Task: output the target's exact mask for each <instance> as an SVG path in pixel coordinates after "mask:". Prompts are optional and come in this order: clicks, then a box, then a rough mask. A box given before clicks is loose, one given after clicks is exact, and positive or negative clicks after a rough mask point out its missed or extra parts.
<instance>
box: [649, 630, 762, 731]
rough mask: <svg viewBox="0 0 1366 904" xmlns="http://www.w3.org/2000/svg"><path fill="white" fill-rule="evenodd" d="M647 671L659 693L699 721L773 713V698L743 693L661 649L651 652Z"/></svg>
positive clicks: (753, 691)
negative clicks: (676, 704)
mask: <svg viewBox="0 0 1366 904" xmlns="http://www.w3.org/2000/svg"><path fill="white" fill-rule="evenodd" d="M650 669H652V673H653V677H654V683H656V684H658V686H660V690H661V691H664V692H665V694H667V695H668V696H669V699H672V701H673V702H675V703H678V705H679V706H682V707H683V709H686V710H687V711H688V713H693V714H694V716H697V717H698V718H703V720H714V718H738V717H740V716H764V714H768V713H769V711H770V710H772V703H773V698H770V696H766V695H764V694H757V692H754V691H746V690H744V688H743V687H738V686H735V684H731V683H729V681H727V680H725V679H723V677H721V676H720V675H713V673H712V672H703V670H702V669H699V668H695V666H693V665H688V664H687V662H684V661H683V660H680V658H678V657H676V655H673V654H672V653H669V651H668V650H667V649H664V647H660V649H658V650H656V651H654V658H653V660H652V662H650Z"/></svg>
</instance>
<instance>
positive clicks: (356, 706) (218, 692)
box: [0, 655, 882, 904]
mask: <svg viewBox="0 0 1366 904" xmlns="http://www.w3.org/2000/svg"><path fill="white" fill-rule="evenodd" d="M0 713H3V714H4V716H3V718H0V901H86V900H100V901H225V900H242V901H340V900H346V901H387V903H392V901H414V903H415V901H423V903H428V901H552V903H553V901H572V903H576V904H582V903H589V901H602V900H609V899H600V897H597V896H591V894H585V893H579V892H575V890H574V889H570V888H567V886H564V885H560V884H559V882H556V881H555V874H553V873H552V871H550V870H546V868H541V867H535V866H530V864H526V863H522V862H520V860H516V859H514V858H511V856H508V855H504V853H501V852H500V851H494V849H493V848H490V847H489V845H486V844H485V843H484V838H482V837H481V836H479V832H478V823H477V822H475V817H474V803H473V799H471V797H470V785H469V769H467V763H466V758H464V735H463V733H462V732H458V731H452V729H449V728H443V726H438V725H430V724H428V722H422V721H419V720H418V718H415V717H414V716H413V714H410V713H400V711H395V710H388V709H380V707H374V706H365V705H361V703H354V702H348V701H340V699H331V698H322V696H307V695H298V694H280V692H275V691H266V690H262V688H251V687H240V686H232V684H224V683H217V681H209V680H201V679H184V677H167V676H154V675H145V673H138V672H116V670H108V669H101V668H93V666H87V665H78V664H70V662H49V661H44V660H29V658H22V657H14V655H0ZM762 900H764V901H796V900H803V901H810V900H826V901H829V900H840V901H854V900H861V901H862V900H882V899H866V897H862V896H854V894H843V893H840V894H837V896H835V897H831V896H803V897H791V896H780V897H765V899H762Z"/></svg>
|---|
Could you return the data above exactly as it stands?

Task: output the target's exact mask for each <instance> as an SVG path in pixel coordinates after "mask:". Prompts are optional and come in this order: clicks, then a box, then a rough mask. A box given before clicks is loose, one given after clicks is exact, and positive or negative clicks after a rough mask point out its missed or extra parts.
<instance>
box: [649, 630, 762, 731]
rough mask: <svg viewBox="0 0 1366 904" xmlns="http://www.w3.org/2000/svg"><path fill="white" fill-rule="evenodd" d="M647 671L659 693L699 721L773 713V698L743 693L661 649L651 652Z"/></svg>
positive clicks: (753, 691)
negative clicks: (676, 704)
mask: <svg viewBox="0 0 1366 904" xmlns="http://www.w3.org/2000/svg"><path fill="white" fill-rule="evenodd" d="M650 669H652V673H653V677H654V683H656V684H658V686H660V690H661V691H664V692H665V694H667V695H668V696H669V699H672V701H673V702H675V703H678V705H679V706H682V707H683V709H686V710H687V711H688V713H693V714H694V716H697V717H698V718H703V720H714V718H738V717H740V716H764V714H768V713H769V711H770V710H772V703H773V698H770V696H766V695H764V694H757V692H754V691H746V690H744V688H743V687H738V686H735V684H731V683H729V681H727V680H725V679H723V677H721V676H720V675H713V673H712V672H703V670H702V669H699V668H695V666H693V665H688V664H687V662H684V661H683V660H680V658H678V657H676V655H673V654H672V653H669V651H668V650H667V649H664V647H660V649H658V650H656V651H654V658H653V660H652V662H650Z"/></svg>
</instance>
<instance>
positive clicks: (356, 706) (218, 692)
box: [0, 655, 882, 904]
mask: <svg viewBox="0 0 1366 904" xmlns="http://www.w3.org/2000/svg"><path fill="white" fill-rule="evenodd" d="M0 713H3V714H4V716H3V718H0V901H86V900H100V901H225V900H242V901H340V900H346V901H387V903H392V901H414V903H415V901H423V903H428V901H552V903H553V901H572V903H576V904H582V903H589V901H602V900H609V899H600V897H597V896H591V894H585V893H579V892H575V890H574V889H570V888H567V886H564V885H560V884H559V882H556V881H555V874H553V873H552V871H550V870H546V868H541V867H535V866H530V864H526V863H522V862H520V860H516V859H514V858H511V856H508V855H504V853H501V852H500V851H494V849H493V848H490V847H489V845H486V844H485V843H484V838H482V837H481V836H479V832H478V823H477V822H475V817H474V803H473V799H471V797H470V785H469V769H467V763H466V758H464V735H463V733H462V732H458V731H452V729H449V728H443V726H438V725H430V724H428V722H422V721H419V720H418V718H415V717H414V716H413V714H410V713H400V711H395V710H388V709H380V707H374V706H365V705H361V703H354V702H348V701H340V699H331V698H322V696H307V695H298V694H280V692H275V691H266V690H262V688H251V687H240V686H232V684H224V683H217V681H209V680H201V679H184V677H167V676H154V675H145V673H138V672H116V670H108V669H101V668H93V666H87V665H78V664H70V662H49V661H44V660H29V658H22V657H14V655H0ZM762 900H764V901H796V900H803V901H810V900H826V901H829V900H840V901H854V900H861V901H862V900H882V899H866V897H862V896H854V894H843V893H840V894H837V896H835V897H831V896H803V897H791V896H780V897H765V899H762Z"/></svg>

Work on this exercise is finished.